## [Exercise objective]
Write out, word for word, every line in the data below from the one containing "Target: distant mountain" to the one containing "Target: green bush", both of them included.

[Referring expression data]
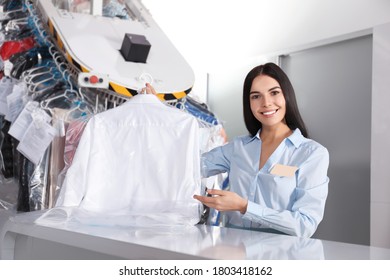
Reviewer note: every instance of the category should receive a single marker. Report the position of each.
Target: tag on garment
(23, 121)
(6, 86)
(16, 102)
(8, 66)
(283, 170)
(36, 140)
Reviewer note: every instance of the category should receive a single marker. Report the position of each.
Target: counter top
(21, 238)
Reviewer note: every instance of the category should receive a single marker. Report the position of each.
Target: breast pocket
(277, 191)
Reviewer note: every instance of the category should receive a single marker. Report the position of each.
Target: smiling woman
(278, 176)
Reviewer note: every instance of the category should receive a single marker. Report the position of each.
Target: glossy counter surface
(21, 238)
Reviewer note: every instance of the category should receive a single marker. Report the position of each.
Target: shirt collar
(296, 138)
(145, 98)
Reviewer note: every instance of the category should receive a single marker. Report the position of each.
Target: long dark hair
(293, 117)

...

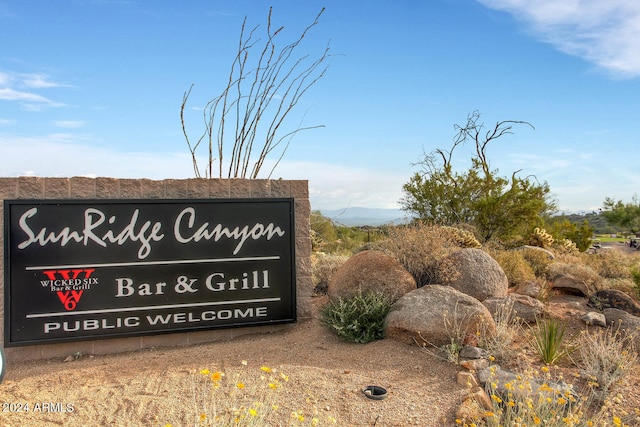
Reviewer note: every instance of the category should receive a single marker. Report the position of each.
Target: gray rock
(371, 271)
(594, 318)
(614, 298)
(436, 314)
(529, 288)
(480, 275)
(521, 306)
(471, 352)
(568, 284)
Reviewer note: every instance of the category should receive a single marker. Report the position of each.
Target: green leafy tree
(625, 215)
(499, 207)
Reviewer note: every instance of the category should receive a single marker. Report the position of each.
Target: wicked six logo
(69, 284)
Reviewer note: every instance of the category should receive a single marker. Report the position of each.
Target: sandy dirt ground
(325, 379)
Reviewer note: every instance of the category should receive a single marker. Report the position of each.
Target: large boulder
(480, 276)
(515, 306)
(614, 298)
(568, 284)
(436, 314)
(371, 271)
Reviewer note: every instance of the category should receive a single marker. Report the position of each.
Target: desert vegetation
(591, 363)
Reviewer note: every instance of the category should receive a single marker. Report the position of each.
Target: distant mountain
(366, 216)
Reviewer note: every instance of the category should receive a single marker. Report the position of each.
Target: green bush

## [Result below]
Target: distant mountain
(366, 216)
Reviewer note: every instance of the category should receive a single marker. Report the position of each.
Target: green bush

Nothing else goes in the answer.